▶ To do
Rewrite every line of the entries below as a numbered list, leaving out any blank lines.

▶ Source records

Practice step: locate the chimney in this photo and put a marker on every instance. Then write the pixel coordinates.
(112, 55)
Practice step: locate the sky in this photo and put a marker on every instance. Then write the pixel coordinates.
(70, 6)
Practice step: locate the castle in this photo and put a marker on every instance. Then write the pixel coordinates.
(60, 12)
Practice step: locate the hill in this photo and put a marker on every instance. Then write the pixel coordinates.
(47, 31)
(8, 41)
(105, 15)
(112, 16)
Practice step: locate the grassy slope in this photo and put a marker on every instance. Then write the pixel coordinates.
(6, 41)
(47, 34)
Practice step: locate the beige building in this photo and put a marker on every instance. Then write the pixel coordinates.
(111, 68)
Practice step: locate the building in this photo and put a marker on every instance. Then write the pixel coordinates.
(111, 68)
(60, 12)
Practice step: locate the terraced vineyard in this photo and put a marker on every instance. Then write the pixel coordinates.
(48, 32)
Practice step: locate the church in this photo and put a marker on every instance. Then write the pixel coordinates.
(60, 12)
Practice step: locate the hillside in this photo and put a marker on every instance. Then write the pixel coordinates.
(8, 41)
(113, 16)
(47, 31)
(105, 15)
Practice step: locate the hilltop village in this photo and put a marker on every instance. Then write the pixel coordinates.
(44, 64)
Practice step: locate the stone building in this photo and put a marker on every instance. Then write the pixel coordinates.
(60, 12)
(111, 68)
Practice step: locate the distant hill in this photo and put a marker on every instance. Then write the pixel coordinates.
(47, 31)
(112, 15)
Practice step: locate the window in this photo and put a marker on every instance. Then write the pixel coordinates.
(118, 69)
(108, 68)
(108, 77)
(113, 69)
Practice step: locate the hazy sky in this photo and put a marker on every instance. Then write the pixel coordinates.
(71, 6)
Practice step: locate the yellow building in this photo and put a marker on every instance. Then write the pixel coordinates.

▶ Task response
1. Practice step: locate the chimney in this photo and put a marker on every instance. Then write the pixel coordinates.
2. (112, 55)
3. Practice step: locate the sky in this photo and put a marker on every instance. Then write the pixel coordinates.
4. (70, 6)
5. Practice step: locate the castle in this photo and put a marker on every instance. Then write the pixel coordinates.
6. (60, 12)
7. Practice step: locate the hill in this photo and put a marker on every instance. Then write the pixel coordinates.
8. (47, 31)
9. (8, 41)
10. (105, 15)
11. (112, 16)
12. Practice step: locate the grassy slope in this photo and put a marker on every instance. Then write the pixel coordinates.
13. (6, 41)
14. (47, 34)
15. Practice step: locate the beige building in this photo and put a marker on every instance. Then write the pixel coordinates.
16. (111, 68)
17. Practice step: locate the building in this photo and put a marker on every instance. Then write the pixel coordinates.
18. (111, 68)
19. (60, 12)
20. Practice step: locate the terraced vineyard in this photo and put a marker on every instance. Then write the pixel coordinates.
21. (48, 32)
22. Practice step: locate the church in this photo and put a marker on every instance. Then write the pixel coordinates.
23. (60, 12)
24. Practice step: locate the hillside in this photo and put a marker on every instance. Then write the pixel coordinates.
25. (8, 41)
26. (113, 16)
27. (47, 31)
28. (105, 15)
29. Practice step: locate the hilltop village in this photo and put a marker on every instance. Then write the pixel coordinates.
30. (44, 64)
31. Practice step: locate the stone building in this photo and put a marker on every instance. Then write the pixel coordinates.
32. (60, 12)
33. (111, 68)
34. Practice step: locate the distant hill in this photo and put a marker on every instance. Then write the pixel coordinates.
35. (47, 31)
36. (112, 15)
37. Practice step: locate the window in this photo and put a marker on every instance. Then write the pixel coordinates.
38. (118, 69)
39. (108, 68)
40. (108, 77)
41. (113, 69)
42. Practice step: locate the hazy sky in this photo and put a marker on every instance. Then write the pixel coordinates.
43. (71, 6)
44. Practice step: locate the yellow building in this photo and put a marker on every instance. Then write the pixel coordinates.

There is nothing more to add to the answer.